PRINCIPLES OF 3D

3D CAMERA RIGS:

We began by testing with 2 HD Samsung video cameras.

1. •The distance between the 2 lens apertures was greater than 65 mm
   

2. •When these cameras were placed close together they could not be rotated easily to adjust focus (convergence).
   

3. •The distance between the cameras is ideally 65 mm which is the average distance between the pupil of the left and right eye.
   

4. •Only one output could be seen at a time
   

We then used 2 HD Flip video cameras.

1. •Built a new rig to support the 2 flip cams
   

2. •Both outputs could be seen at the same time. This allowed us to adjust focus (convergence)
   

3. •We marked grid lines on the flip displays using some tape and marker to help us converge on a predetermined plane of focus.
   

4. •Everything in front of the plane popped out, everything behind the plane sunk in.
   

In both cases we had to manually start the 2 cameras at the same time, there was some delay but this could be fixed in post processing. The 2 outputs were merged using anaglyph filters.

 

FOCUSING IN 3D:

The testing we did with the flip cams helped us to better understand plane of focus.

1. •The human brain can only focus on one object in space at a time, the eye muscles adjust instantly depending on what you are looking at.
   

2. •When any content is filmed and displayed in 3D there is a predetermined plane of focus. This is what the creator of the content wanted your eyes to converge on. When this happens 3d works well.

### DATA PROVIDED

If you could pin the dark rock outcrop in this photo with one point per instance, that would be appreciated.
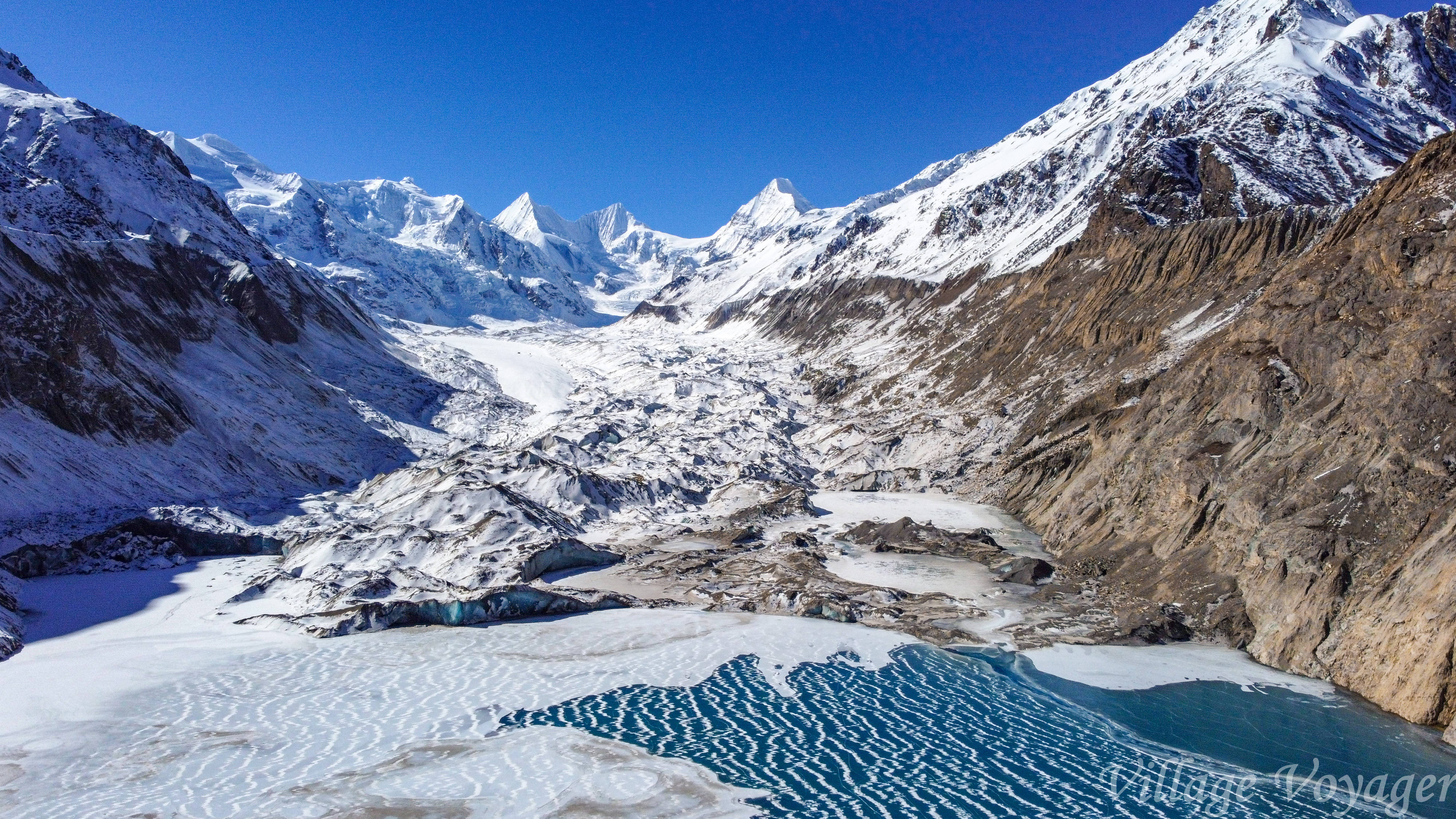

### WHAT YOU ARE ASKED TO DO
Answer these questions from the text on 3D principles:
(a) What is the ideal distance between the cameras, and what does that figure match?
(b) How were the two camera outputs merged?
(c) What did the testers use to mark grid lines on the flip displays?

### RESPONSE TO THIS TASK
(a) 65 mm, the average distance between the pupils of the left and right eye.
(b) With anaglyph filters.
(c) Some tape and a marker.